### YOUR OBJECTIVE
Format the stretch of items from the line containing "Check the image above for any dark" through the line containing "[115,10,182,57]" as a Markdown table with the columns Row and Line, one row per line, leaving out any blank lines.

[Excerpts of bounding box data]
※ ※ ※

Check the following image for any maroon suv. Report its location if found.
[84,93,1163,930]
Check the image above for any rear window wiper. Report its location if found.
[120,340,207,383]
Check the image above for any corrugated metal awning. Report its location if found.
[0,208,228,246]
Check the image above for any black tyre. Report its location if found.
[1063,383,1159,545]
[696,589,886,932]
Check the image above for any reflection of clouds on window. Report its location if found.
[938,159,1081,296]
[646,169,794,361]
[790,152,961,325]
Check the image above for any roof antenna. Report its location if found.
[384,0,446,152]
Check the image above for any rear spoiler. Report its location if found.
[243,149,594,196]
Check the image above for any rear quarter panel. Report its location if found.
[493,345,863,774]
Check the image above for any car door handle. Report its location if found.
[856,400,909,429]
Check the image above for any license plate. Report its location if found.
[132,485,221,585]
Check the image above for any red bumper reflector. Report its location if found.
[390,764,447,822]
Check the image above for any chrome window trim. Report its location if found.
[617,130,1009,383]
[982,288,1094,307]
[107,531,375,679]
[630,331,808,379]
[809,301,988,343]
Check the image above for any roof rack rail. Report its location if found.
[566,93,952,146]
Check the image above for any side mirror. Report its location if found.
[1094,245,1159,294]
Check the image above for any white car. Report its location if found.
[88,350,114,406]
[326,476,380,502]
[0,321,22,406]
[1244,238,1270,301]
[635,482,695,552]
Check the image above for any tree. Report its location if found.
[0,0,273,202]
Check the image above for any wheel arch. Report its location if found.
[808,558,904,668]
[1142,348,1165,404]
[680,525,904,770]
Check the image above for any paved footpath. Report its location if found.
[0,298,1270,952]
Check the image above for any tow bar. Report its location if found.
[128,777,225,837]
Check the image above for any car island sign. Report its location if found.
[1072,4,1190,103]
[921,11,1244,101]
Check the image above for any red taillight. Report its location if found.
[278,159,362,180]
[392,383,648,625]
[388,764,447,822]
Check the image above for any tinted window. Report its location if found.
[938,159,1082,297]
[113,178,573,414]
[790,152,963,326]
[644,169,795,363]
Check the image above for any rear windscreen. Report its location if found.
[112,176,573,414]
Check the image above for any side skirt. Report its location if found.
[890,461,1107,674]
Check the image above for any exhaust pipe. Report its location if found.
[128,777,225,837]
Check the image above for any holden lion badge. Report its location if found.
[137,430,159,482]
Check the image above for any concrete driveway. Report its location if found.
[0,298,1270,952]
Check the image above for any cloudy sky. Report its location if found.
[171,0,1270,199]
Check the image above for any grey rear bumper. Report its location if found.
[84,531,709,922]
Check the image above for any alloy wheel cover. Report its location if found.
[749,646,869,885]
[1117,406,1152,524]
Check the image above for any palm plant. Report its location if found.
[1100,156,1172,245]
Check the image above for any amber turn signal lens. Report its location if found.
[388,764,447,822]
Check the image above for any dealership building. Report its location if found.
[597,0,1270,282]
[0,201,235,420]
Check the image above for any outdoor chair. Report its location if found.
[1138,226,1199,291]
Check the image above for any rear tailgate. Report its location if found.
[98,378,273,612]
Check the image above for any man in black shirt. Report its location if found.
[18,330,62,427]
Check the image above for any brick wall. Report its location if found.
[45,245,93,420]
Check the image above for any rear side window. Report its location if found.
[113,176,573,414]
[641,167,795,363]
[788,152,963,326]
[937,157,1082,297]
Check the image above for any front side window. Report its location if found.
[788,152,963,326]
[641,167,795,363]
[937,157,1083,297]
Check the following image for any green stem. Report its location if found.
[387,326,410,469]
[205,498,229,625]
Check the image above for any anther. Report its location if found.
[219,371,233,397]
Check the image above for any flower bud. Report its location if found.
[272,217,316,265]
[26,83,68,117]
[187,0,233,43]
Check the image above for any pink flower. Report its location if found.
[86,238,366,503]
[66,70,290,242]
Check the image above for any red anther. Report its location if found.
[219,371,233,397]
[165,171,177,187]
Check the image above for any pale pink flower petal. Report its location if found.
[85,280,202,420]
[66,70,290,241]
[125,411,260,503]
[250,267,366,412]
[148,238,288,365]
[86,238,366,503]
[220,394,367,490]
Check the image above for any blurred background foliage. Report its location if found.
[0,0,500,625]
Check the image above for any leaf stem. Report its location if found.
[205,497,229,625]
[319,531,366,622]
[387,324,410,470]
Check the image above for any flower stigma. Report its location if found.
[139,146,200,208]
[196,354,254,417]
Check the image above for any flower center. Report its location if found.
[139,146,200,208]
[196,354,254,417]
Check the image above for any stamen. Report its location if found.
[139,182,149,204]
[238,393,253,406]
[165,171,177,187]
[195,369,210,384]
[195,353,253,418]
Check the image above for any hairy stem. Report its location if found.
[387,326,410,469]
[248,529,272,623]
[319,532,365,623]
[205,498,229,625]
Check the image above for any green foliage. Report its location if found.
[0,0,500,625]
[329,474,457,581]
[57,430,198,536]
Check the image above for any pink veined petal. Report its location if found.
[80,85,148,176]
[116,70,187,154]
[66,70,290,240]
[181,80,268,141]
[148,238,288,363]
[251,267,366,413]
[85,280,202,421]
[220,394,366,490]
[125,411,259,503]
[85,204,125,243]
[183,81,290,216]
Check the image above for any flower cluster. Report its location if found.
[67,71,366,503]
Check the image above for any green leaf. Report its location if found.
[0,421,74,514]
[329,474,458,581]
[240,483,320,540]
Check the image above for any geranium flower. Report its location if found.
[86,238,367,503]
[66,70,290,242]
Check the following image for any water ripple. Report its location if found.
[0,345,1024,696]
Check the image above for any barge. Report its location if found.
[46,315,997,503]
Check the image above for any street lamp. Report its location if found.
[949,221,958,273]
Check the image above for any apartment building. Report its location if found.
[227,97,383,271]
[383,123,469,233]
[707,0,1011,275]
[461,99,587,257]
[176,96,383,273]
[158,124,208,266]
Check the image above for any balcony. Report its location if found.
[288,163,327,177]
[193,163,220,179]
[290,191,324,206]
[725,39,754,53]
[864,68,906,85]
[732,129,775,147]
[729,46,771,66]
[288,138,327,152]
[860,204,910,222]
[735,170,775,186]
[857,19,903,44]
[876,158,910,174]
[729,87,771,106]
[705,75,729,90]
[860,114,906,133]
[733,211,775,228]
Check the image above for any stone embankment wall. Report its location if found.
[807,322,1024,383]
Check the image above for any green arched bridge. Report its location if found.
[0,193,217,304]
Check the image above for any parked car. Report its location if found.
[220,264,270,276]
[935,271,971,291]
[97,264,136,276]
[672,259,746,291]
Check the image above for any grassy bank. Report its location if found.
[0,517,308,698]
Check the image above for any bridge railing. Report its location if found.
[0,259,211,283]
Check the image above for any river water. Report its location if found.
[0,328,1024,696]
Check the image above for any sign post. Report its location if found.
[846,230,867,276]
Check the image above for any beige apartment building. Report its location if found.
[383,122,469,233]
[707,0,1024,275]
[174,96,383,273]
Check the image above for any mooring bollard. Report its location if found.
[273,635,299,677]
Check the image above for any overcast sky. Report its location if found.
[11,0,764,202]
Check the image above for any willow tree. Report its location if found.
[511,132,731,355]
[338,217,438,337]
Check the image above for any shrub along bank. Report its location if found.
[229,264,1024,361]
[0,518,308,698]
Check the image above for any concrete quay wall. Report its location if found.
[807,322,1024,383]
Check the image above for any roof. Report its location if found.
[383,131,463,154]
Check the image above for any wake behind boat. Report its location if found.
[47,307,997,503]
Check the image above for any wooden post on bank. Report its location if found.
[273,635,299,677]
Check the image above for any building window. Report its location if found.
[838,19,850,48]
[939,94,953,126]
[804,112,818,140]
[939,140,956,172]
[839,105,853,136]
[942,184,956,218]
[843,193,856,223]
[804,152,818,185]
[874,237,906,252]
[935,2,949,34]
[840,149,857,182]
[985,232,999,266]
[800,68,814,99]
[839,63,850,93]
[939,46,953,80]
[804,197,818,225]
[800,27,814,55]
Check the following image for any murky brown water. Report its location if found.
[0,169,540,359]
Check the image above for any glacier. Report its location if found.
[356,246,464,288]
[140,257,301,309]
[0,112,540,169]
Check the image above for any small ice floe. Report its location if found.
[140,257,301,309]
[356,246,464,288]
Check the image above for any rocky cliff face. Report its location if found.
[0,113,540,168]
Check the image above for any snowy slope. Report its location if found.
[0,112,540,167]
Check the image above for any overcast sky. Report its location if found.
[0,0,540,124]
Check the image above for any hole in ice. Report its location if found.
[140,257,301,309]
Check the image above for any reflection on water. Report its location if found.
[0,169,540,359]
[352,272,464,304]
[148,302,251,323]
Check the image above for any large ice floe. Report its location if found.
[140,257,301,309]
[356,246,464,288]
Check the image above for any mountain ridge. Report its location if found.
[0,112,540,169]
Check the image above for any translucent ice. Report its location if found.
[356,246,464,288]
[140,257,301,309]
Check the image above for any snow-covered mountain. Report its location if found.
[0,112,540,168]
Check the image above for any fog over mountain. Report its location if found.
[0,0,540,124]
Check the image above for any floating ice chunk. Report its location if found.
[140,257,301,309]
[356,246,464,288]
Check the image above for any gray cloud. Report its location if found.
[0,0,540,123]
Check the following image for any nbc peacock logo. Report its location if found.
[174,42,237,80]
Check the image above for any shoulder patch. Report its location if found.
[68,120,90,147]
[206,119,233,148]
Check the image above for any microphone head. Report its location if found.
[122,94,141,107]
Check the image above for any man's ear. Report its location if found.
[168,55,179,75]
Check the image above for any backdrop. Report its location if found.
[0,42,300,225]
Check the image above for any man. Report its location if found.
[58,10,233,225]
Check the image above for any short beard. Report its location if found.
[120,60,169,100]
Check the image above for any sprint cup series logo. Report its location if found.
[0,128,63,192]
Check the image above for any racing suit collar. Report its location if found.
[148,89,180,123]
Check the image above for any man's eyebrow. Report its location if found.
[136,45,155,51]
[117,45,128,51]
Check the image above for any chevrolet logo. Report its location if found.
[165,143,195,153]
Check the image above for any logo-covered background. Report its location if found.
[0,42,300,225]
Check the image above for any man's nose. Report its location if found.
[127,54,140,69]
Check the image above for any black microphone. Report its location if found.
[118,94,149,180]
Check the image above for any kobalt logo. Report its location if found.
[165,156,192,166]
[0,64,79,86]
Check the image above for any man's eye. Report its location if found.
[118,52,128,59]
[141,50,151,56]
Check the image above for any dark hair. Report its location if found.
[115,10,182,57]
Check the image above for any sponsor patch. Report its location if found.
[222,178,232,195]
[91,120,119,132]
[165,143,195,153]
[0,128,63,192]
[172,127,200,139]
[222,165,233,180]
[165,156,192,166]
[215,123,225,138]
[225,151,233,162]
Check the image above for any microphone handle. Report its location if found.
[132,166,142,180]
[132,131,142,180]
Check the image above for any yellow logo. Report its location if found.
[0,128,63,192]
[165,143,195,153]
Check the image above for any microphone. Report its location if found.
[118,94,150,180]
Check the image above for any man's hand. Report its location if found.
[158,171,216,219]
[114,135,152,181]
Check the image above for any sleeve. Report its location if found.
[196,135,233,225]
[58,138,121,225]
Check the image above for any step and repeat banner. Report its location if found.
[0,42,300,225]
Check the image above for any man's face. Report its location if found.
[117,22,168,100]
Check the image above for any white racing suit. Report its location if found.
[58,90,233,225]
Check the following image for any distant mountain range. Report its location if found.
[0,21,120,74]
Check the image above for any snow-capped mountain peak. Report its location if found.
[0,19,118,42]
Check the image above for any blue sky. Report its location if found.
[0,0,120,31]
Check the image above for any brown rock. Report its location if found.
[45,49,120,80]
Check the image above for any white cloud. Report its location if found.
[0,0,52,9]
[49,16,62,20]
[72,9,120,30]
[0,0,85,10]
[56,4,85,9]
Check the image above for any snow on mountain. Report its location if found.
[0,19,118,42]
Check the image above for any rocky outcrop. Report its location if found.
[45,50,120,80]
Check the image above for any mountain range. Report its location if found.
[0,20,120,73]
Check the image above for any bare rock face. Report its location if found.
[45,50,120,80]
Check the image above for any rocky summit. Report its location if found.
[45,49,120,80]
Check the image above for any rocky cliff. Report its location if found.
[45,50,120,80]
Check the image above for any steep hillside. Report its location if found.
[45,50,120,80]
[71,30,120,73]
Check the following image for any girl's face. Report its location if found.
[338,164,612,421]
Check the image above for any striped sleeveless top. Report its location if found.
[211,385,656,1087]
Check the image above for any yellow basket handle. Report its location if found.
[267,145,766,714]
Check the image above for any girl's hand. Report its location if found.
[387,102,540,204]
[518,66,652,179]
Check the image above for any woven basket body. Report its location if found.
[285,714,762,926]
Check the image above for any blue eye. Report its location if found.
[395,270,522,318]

※ ※ ※

### TASK ANSWER
| Row | Line |
|---|---|
| 1 | Check the image above for any dark hair. Report its location if found. |
| 2 | [115,10,182,57] |